- _İstenen İşlemler_
1. Floransa mimarisi metninin "Floransa 14. yüzyıl" ifadesiyle başlayıp "loncalarla özdeşti." ifadesine kadar süren bölümünü hiçbir değişiklik yapmadan geri veriniz.
2. Floransa mimarisi metnine göre 14. yüzyıldaki dini ve seküler kamusal binaların siparişlerini kimler belirliyordu?

- _Okuma Metni_
2. MİMARİ
Resim tarihine bir giriş olarak, Floransa mimarisinin
13. ve 14. yüzyılda en önemli projelerine ve koruyucuların toplumsal
konumlarına hızlıca göz atacağız. Bu binalar Floransa’nın 14. ve 15. yüzyıldaki
başlıca fresk ve sanat yapıtlarını korur.
Floransa 14. yüzyıl mimarisinin en güzel ürünleri dini
ve seküler, kamusal binalardı. Bu binaların dikilmesi toplumun gücünü
göstermeye ve aynı zamanda kentin tüm tabakaları arasında demokrasinin
görünürlüğünü sağlamaya yardımcı oluyordu. Siparişleri kentin kendisi ya da iki
büyük dilenci Mezhepten biri belirliyordu. Yüklenimin nominal dağıtımı kent
yönetiminde de kalsa, ya da çok daha sık gerçekleştiği üzere, büyük loncalardan
biri denetimle görevlendirilmiş olsa bile, uygulamada kent kurulu büyük
loncalarla özdeşti.

- _Sağlanan Kayıtlar_
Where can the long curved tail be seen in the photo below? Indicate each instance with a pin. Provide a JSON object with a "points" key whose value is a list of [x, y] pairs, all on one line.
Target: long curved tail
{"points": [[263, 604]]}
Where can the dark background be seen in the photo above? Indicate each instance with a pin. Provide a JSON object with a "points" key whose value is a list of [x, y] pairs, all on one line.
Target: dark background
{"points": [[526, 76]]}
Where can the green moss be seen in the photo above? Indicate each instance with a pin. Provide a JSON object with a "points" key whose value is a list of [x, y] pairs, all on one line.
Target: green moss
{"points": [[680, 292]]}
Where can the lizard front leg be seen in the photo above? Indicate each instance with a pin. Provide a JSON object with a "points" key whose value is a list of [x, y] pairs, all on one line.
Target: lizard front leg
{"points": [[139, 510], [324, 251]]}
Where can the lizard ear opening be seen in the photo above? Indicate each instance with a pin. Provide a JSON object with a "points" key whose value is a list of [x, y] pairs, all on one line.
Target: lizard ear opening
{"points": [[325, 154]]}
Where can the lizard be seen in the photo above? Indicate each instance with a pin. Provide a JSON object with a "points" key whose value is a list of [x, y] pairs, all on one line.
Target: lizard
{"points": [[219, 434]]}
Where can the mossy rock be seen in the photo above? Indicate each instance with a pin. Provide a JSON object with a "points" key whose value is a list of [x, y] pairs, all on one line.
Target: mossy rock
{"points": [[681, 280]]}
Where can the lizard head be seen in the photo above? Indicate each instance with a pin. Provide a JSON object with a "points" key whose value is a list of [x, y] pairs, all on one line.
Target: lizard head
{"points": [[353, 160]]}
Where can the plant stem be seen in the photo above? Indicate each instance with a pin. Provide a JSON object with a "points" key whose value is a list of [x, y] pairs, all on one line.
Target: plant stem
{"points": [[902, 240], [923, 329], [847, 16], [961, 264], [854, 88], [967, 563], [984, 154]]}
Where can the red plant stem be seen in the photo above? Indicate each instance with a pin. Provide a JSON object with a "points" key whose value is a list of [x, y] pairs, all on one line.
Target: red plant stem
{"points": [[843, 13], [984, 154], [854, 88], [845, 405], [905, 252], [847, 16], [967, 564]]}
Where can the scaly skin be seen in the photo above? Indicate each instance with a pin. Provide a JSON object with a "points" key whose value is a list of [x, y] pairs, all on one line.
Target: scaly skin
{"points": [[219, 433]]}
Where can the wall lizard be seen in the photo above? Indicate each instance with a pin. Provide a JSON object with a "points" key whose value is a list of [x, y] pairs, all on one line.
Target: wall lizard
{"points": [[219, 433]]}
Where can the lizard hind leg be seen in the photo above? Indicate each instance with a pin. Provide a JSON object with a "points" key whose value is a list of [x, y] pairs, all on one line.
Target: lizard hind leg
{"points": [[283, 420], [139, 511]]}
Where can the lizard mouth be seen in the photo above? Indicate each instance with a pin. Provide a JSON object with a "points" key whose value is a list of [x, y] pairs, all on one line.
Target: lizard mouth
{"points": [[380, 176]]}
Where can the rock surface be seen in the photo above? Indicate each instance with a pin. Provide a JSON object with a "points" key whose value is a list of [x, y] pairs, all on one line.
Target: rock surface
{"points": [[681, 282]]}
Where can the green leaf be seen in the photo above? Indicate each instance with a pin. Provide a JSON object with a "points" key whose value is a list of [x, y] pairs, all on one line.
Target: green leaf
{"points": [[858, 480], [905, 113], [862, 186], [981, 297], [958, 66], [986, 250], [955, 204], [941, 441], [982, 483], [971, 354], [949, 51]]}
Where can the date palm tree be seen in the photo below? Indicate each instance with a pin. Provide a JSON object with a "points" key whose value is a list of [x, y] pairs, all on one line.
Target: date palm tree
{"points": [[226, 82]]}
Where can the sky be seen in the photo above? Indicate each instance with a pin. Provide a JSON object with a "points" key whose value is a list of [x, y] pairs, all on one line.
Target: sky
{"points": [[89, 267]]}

- _Görev Sırasıyla Yanıtlar_
1.
Floransa 14. yüzyıl mimarisinin en güzel ürünleri dini
ve seküler, kamusal binalardı. Bu binaların dikilmesi toplumun gücünü
göstermeye ve aynı zamanda kentin tüm tabakaları arasında demokrasinin
görünürlüğünü sağlamaya yardımcı oluyordu. Siparişleri kentin kendisi ya da iki
büyük dilenci Mezhepten biri belirliyordu. Yüklenimin nominal dağıtımı kent
yönetiminde de kalsa, ya da çok daha sık gerçekleştiği üzere, büyük loncalardan
biri denetimle görevlendirilmiş olsa bile, uygulamada kent kurulu büyük
loncalarla özdeşti.

2. Siparişleri kentin kendisi ya da iki büyük dilenci Mezhepten biri belirliyordu.